[What needs to be done] Copy the records below in full, changing no character.

[Excerpted records]
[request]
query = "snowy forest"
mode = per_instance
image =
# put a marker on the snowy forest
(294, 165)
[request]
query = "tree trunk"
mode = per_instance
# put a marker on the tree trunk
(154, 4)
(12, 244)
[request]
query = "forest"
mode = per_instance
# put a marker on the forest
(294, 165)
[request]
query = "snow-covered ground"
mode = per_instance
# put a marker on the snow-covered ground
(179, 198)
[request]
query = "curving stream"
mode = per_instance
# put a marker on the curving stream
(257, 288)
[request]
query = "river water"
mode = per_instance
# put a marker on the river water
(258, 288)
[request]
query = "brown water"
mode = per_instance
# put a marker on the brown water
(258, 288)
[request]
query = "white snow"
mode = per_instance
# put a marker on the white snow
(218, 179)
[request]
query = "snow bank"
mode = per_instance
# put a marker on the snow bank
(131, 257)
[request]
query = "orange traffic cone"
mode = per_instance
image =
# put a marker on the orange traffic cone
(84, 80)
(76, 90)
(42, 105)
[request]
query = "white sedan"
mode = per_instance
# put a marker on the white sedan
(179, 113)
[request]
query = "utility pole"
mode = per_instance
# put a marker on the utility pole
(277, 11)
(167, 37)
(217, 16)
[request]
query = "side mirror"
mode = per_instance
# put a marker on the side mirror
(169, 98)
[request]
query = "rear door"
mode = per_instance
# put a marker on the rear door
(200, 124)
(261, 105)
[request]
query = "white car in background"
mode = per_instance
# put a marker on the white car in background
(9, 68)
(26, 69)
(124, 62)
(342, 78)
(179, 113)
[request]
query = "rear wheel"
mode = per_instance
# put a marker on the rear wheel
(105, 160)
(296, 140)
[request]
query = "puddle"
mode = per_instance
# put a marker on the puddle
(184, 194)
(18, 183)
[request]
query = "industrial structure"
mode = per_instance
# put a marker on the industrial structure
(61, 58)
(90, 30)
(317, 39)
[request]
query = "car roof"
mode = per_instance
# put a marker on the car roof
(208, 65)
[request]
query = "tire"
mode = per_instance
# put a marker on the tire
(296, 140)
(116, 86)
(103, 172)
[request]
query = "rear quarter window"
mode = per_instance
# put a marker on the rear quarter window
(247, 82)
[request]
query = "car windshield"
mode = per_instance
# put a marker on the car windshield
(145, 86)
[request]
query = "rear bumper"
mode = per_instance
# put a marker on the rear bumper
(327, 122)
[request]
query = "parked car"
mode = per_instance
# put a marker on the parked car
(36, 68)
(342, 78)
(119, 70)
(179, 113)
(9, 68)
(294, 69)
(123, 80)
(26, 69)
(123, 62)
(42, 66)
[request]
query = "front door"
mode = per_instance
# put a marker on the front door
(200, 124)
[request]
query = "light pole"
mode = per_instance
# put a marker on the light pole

[Task result]
[request]
query = "snowy forest"
mode = per_instance
image =
# put a marker on the snowy forest
(294, 165)
[request]
query = "tree trunk"
mode = per_instance
# put a marker on the tree trunk
(154, 4)
(12, 244)
[request]
query = "forest"
mode = per_instance
# put a marker on the forest
(294, 165)
[request]
query = "snow-covered ground"
mode = per_instance
# put a marker on the snow-covered ground
(179, 198)
[request]
query = "curving stream"
mode = per_instance
# put a marker on the curving stream
(257, 288)
[request]
query = "river water"
mode = per_instance
# put a marker on the river water
(258, 288)
[request]
query = "brown water"
mode = per_instance
# put a marker on the brown water
(258, 288)
[request]
query = "white snow"
mode = per_instance
# put a marker on the white snow
(218, 179)
[request]
query = "snow bank"
mode = per_instance
# put a marker on the snow bank
(131, 257)
[request]
query = "orange traffic cone"
mode = per_instance
image =
# put a marker on the orange traffic cone
(84, 80)
(76, 90)
(42, 105)
[request]
query = "white sedan"
mode = per_instance
# put a marker on the white sedan
(179, 113)
[request]
query = "utility pole"
mode = per_instance
# put a marker on the utility pole
(277, 11)
(167, 37)
(217, 16)
[request]
query = "side mirror"
mode = per_instance
# put a marker on the side mirror
(169, 98)
[request]
query = "rear door"
mode = per_instance
# put a marker on the rear door
(200, 124)
(261, 105)
[request]
query = "white car in background"
mode = per_instance
# put a marker on the white car in background
(9, 68)
(26, 69)
(124, 62)
(342, 78)
(179, 113)
[request]
query = "rear wheel"
mode = per_instance
# put a marker on the rear wheel
(105, 160)
(296, 140)
[request]
query = "puddle"
mode = per_instance
# put a marker on the puddle
(184, 194)
(18, 183)
[request]
query = "industrial structure"
mode = per_instance
# put a marker on the industrial structure
(61, 58)
(90, 30)
(317, 39)
[request]
query = "car roof"
mode = per_instance
# put a marker on the car roof
(208, 65)
[request]
query = "tire"
mode = per_instance
# put a marker on the tire
(296, 140)
(116, 86)
(103, 172)
[request]
query = "rear quarter window"
mode = per_instance
# put a marker on the rear quarter window
(247, 82)
[request]
query = "car windshield"
mode = per_instance
# put a marker on the car windshield
(145, 86)
[request]
query = "rear bumper"
mode = per_instance
# put a marker on the rear bumper
(327, 122)
[request]
query = "parked car"
mode = per_instance
# put a marker on the parked car
(36, 68)
(342, 78)
(119, 70)
(179, 113)
(9, 68)
(294, 69)
(123, 80)
(26, 69)
(123, 62)
(42, 66)
[request]
query = "front door"
mode = per_instance
# put a marker on the front door
(200, 124)
[request]
query = "light pole"
mode = per_instance
# put a marker on the light pole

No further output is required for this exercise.